§ **SET TASK A**
Pull out every line of the records that contains the string "water". Case counts.

** begin TEXT SHOWN **

They needed to encounter difficulties and endure hardships. God
was bringing them from corruption and shame to have an honorable
place among the nations and to receive sacred trusts. If they had
had faith in Him, remembering all that He had done for them, they
would have cheerfully accepted inconvenience, lack of food, and
even real suffering. But they forgot the goodness and power of God
in delivering them from slavery. They forgot how their children had
been spared when the destroying angel killed all the firstborn of
Egypt. They forgot the grand display of divine power at the Red Sea.
They forgot that their enemies, in trying to follow them, had been
overwhelmed by the waters of the sea.
Instead of saying, “God has done great things for us—we were
slaves, but He is making us into a great nation,” they talked of how
hard the journey was and wondered when their weary journey would
end.

** end TEXT SHOWN **

§ **SET TASK B**
Answer these from the text about the journey out of slavery:
(i) What killed all the firstborn of Egypt?
(ii) Where did the grand display of divine power take place?
(iii) What did they talk of instead of praising what God had done?

** begin LISTING **

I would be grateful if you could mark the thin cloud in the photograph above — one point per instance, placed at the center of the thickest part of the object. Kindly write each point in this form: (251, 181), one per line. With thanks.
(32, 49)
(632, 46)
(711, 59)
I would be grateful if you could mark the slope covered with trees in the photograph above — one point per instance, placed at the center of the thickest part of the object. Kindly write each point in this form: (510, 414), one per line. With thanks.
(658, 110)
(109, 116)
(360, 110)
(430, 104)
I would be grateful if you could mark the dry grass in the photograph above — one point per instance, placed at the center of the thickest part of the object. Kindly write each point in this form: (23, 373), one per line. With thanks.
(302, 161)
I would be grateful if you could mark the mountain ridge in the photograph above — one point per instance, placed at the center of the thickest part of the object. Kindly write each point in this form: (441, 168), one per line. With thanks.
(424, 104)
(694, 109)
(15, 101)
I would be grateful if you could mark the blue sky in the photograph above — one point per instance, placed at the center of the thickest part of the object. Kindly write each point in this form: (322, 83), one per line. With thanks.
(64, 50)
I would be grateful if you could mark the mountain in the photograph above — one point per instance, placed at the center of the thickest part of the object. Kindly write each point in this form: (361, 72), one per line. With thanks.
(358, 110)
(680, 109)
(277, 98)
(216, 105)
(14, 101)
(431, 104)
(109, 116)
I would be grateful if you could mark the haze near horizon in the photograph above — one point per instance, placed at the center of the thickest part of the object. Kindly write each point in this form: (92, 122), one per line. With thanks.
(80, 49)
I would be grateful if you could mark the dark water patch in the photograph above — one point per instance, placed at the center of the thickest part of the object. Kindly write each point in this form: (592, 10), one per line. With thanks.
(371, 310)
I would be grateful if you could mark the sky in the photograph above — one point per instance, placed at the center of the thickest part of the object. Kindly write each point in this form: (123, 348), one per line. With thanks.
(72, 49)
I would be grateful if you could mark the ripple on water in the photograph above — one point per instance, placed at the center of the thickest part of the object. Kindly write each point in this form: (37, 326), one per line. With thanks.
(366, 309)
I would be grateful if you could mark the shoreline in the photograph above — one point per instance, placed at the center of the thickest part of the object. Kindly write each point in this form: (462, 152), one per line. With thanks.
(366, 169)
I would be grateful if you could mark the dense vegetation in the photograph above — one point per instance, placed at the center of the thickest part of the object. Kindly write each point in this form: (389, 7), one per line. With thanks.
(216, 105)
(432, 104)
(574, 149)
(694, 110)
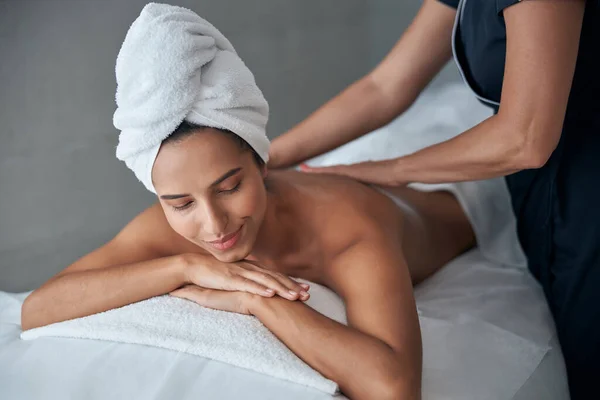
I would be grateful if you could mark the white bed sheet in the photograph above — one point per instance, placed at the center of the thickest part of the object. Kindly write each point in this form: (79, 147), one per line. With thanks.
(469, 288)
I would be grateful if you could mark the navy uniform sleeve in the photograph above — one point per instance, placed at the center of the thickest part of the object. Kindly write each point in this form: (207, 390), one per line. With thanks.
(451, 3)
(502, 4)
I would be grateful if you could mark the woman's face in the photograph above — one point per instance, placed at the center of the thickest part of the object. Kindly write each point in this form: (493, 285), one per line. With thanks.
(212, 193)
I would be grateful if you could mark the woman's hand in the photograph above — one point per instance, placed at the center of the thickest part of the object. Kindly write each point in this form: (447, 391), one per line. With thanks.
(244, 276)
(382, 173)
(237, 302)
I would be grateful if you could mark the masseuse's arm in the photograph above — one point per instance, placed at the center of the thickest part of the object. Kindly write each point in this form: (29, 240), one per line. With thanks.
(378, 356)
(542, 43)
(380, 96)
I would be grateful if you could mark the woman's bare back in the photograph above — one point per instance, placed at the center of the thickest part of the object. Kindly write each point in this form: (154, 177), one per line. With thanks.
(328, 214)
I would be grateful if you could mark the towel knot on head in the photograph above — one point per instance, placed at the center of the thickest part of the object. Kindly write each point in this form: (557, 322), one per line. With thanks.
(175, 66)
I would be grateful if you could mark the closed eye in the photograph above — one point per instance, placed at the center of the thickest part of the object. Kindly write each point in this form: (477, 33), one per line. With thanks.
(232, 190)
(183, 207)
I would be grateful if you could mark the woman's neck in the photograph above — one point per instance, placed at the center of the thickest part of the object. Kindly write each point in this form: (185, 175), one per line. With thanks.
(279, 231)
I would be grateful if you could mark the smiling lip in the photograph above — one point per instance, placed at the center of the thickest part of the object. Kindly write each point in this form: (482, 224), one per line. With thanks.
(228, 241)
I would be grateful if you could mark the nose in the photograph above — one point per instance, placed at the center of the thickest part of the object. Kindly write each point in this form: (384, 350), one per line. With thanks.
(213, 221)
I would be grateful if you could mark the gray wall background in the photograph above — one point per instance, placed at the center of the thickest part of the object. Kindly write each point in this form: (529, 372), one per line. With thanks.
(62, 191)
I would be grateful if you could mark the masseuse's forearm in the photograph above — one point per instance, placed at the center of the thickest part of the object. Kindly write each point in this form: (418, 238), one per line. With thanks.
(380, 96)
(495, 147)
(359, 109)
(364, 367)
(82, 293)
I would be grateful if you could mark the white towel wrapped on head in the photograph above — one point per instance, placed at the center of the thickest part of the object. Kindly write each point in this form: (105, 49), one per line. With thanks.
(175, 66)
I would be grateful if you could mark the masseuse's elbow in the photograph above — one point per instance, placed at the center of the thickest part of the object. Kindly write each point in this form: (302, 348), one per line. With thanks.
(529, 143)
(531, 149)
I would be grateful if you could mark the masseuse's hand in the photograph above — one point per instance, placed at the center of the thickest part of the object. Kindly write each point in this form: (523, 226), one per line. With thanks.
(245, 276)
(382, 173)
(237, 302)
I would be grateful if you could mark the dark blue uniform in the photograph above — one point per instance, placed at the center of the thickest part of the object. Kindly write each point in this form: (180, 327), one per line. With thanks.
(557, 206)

** end LISTING **
** begin LISTING **

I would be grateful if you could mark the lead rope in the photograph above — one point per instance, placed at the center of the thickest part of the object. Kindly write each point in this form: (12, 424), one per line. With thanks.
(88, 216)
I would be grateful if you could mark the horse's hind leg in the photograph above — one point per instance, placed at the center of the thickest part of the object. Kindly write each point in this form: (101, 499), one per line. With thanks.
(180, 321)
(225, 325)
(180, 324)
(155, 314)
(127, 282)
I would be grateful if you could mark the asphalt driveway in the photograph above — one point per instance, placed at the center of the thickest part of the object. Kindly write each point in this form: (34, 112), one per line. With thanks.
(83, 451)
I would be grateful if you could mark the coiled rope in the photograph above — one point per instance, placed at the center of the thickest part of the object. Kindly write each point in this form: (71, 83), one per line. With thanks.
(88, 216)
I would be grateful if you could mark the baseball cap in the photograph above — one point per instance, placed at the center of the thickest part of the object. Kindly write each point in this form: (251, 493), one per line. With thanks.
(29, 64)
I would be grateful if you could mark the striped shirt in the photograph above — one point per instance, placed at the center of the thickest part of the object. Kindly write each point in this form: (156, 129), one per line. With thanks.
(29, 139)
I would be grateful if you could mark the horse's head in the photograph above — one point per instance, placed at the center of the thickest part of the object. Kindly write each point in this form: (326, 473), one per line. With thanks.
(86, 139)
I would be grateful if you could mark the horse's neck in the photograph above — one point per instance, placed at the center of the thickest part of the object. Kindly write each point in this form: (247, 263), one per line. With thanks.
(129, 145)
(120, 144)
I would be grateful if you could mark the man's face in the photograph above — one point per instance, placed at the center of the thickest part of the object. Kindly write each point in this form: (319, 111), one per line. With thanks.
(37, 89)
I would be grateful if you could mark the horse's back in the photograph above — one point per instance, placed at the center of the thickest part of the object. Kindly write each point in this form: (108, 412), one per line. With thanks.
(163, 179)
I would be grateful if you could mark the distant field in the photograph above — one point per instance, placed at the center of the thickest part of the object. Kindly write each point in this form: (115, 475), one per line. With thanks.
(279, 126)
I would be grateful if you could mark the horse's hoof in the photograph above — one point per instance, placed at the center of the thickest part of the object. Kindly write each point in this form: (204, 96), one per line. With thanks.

** end LISTING **

§ **FULL OUTPUT A**
I would be grateful if you could mark the dark water patch in the photograph above — one point per instance, placed at the center of the thickest part of the object. Kindly write each point in this form: (592, 10), one per line. With thanks.
I would be grateful if you could mark the ripple on water in the photograph above — one point per instance, placed at the center of the thickest part of the object. Kindly write each point in this form: (37, 326), one per line. With thanks.

§ **FULL OUTPUT B**
(i) The destroying angel.
(ii) At the Red Sea.
(iii) How hard the journey was.